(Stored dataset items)

____________

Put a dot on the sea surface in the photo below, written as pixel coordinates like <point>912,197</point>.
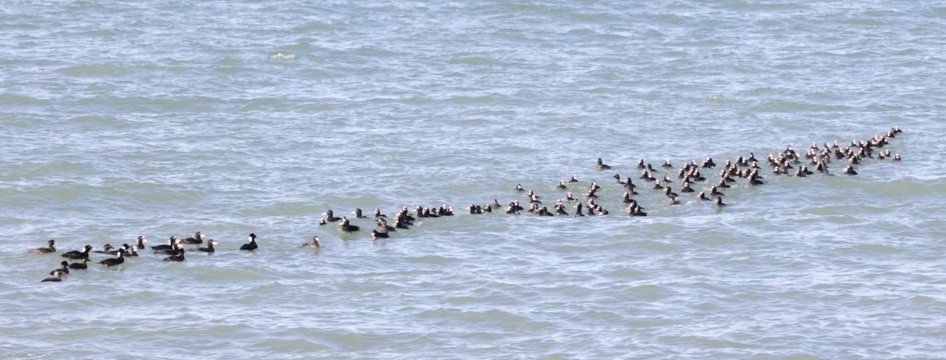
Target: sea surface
<point>128,118</point>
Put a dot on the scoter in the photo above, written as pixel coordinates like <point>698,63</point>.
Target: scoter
<point>251,245</point>
<point>115,260</point>
<point>49,248</point>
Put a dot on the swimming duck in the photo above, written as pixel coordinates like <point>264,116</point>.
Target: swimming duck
<point>251,245</point>
<point>49,248</point>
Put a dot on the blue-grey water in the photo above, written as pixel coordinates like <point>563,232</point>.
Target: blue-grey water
<point>125,118</point>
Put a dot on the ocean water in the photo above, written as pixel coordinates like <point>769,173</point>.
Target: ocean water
<point>121,119</point>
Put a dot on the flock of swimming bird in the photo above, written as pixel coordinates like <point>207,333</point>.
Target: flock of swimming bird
<point>787,162</point>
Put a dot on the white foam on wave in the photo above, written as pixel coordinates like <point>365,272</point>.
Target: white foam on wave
<point>282,57</point>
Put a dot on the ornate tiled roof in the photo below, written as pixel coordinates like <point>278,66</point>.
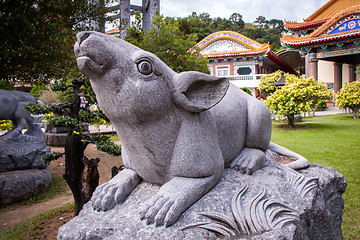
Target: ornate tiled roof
<point>230,44</point>
<point>302,26</point>
<point>343,25</point>
<point>323,14</point>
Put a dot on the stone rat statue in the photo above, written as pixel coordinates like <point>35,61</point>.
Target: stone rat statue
<point>177,130</point>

____________

_Your objective_:
Convert the records above into a JSON list of strings, one string for each line, with blank lines skipped. Leave the pictures out of the list.

_Exercise answer_:
[
  "Put a dot on the sea surface in the photo below, written as pixel coordinates like <point>912,197</point>.",
  "Target: sea surface",
  "<point>128,118</point>",
  "Put a dot on the scoter in the photo above, written as pixel coordinates like <point>698,63</point>.",
  "Target: scoter",
  "<point>251,245</point>",
  "<point>115,260</point>",
  "<point>49,248</point>",
  "Put a dot on the swimming duck in the photo above, written as pixel coordinates like <point>264,116</point>.",
  "Target: swimming duck",
  "<point>251,245</point>",
  "<point>49,248</point>",
  "Put a dot on the blue-grey water in the photo above, written as pixel coordinates like <point>563,232</point>.",
  "Target: blue-grey water",
  "<point>125,118</point>",
  "Put a dot on the ocean water in the photo above, written as pixel coordinates like <point>769,173</point>.",
  "Target: ocean water",
  "<point>121,119</point>",
  "Put a dot on the flock of swimming bird in the photo above, written as pixel coordinates like <point>207,333</point>.",
  "Target: flock of swimming bird",
  "<point>787,162</point>",
  "Put a dot on the white foam on wave in the photo above, written as pixel coordinates like <point>365,272</point>.",
  "Target: white foam on wave",
  "<point>282,57</point>",
  "Put a dot on the ornate tiled roof in the photo below, written as pixel coordinates like <point>278,66</point>.",
  "Target: ornate tiled roof",
  "<point>230,44</point>",
  "<point>302,26</point>",
  "<point>343,25</point>",
  "<point>323,14</point>",
  "Put a dot on the stone rat statue in the photo above, written as pixel coordinates like <point>35,61</point>.",
  "Target: stone rat statue",
  "<point>177,130</point>"
]